■ **DO THIS**: Nothing other than the lines from the one containing "point: ceiling fan blade" through the close of the entries below should be printed, each exactly.

■ **TASK DATA**:
---*---

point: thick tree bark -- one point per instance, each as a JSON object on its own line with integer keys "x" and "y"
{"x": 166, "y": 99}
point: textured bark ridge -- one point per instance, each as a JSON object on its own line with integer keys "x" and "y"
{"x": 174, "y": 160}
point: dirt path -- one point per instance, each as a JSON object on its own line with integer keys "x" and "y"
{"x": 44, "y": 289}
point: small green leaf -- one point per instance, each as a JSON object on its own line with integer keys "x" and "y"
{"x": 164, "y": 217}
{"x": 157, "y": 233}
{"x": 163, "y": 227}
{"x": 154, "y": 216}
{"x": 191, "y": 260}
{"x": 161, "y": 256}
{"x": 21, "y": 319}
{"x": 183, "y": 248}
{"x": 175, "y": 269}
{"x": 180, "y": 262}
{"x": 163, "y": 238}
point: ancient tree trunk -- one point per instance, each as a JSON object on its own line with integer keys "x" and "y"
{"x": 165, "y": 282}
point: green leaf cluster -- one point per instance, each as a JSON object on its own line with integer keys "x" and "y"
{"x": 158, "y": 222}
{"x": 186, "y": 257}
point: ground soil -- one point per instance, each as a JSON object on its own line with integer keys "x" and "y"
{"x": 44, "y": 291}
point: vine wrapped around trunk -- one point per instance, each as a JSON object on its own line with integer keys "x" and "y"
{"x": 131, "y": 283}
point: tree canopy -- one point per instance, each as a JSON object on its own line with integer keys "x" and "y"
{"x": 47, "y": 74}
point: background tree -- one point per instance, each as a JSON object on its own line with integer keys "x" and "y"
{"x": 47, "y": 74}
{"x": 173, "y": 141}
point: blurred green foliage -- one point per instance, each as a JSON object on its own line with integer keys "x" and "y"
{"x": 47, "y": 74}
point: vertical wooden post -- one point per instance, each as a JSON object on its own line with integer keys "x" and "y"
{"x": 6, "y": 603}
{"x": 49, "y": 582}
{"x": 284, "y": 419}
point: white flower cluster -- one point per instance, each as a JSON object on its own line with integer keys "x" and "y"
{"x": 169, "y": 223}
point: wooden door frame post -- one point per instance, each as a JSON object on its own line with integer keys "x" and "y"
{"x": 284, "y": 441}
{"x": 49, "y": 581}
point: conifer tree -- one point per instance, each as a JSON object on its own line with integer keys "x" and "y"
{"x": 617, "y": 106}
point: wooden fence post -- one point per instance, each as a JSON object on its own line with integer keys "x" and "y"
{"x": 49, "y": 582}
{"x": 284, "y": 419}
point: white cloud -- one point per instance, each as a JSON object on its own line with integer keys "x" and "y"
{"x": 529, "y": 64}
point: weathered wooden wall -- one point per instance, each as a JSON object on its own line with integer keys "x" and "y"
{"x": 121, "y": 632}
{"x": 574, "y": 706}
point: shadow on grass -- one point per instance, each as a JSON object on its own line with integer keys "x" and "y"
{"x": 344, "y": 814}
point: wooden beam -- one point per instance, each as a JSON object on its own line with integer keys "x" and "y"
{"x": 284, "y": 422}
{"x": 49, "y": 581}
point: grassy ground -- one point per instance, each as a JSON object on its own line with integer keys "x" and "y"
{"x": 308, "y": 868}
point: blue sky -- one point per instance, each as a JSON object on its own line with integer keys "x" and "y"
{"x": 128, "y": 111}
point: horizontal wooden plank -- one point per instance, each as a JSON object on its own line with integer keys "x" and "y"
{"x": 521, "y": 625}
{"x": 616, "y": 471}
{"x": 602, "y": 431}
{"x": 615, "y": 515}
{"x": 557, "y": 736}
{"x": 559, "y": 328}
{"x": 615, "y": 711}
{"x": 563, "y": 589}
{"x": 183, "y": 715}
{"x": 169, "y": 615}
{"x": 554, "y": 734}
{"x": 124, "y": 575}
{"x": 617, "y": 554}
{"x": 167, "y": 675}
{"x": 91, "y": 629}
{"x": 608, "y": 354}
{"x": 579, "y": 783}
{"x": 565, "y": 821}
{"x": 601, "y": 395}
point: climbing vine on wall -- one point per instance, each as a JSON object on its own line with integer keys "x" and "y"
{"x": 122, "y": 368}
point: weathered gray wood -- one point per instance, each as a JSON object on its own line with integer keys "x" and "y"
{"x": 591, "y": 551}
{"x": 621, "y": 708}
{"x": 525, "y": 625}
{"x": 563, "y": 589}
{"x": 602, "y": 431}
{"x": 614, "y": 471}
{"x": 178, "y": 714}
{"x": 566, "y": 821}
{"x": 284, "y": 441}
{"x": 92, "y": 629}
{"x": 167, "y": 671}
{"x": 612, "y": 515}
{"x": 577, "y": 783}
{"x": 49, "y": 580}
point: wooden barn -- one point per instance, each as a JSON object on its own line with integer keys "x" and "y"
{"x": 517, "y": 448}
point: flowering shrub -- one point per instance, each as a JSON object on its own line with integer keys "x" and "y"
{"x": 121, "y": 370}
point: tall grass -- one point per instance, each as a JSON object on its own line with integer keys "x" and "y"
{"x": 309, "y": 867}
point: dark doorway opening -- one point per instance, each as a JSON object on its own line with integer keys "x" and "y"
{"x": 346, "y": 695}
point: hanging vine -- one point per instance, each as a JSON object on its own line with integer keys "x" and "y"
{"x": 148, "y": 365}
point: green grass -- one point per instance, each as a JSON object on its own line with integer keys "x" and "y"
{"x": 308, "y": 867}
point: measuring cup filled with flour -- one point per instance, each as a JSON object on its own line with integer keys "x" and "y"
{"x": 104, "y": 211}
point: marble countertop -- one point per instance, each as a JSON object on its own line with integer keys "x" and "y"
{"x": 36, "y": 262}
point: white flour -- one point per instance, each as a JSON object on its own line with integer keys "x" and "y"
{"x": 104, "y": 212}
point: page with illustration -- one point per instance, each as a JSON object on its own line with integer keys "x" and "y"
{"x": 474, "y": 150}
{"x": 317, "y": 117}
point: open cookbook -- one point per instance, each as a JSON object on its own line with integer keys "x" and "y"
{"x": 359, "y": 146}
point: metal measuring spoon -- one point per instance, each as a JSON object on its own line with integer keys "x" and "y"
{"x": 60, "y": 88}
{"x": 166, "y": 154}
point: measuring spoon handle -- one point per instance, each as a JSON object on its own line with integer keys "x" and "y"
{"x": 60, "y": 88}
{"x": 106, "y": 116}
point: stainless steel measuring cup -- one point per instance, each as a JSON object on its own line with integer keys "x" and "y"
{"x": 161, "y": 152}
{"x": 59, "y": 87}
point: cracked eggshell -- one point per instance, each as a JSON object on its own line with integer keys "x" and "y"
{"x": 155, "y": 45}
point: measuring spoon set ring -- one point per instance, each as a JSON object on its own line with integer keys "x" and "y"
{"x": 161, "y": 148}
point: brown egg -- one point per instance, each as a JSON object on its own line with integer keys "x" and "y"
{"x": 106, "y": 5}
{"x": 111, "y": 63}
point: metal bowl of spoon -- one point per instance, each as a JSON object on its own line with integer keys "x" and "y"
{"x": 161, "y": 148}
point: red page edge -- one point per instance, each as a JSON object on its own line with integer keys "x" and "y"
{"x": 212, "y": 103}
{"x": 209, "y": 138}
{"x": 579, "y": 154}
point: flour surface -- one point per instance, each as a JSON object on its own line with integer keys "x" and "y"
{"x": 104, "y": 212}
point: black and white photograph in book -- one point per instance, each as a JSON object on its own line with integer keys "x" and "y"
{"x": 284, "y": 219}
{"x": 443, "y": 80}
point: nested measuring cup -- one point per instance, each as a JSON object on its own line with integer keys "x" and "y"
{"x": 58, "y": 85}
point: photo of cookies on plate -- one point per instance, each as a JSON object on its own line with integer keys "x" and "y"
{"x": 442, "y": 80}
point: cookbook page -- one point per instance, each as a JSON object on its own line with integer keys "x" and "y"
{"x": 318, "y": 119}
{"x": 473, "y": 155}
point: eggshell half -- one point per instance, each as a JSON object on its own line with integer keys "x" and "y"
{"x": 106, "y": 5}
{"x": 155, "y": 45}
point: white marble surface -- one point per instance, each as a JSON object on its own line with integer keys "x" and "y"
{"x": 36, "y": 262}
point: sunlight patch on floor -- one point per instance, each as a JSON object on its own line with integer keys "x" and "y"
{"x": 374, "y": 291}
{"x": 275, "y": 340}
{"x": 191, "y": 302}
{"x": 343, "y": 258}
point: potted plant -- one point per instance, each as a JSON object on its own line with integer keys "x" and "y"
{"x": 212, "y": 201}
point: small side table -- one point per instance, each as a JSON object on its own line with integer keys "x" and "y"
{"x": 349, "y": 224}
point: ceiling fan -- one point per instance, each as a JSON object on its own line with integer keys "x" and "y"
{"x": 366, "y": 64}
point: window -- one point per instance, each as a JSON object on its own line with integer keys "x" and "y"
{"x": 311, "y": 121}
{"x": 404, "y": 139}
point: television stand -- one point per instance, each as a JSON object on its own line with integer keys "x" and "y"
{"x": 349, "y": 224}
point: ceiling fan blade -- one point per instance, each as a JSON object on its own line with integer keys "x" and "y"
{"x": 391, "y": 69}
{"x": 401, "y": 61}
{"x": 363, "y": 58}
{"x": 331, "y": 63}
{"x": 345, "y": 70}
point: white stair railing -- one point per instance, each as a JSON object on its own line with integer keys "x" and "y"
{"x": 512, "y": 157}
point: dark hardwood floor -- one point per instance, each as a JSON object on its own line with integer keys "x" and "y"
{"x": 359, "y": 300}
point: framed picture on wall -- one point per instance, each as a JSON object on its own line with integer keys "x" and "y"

---*---

■ **RESPONSE BELOW**:
point: ceiling fan blade -- one point per instance, each as a JSON object on its own line with integer keys "x" and "y"
{"x": 391, "y": 69}
{"x": 401, "y": 61}
{"x": 363, "y": 58}
{"x": 331, "y": 63}
{"x": 345, "y": 70}
point: white stair railing -- one point per instance, each as a JSON object on its own line with integer keys "x" and "y"
{"x": 512, "y": 157}
point: dark hardwood floor -- one point per instance, each as a JSON object on its own line with integer keys "x" and "y"
{"x": 359, "y": 300}
point: framed picture on wall -- one point per instance, each as a JSON object on its own line with integer keys "x" and "y"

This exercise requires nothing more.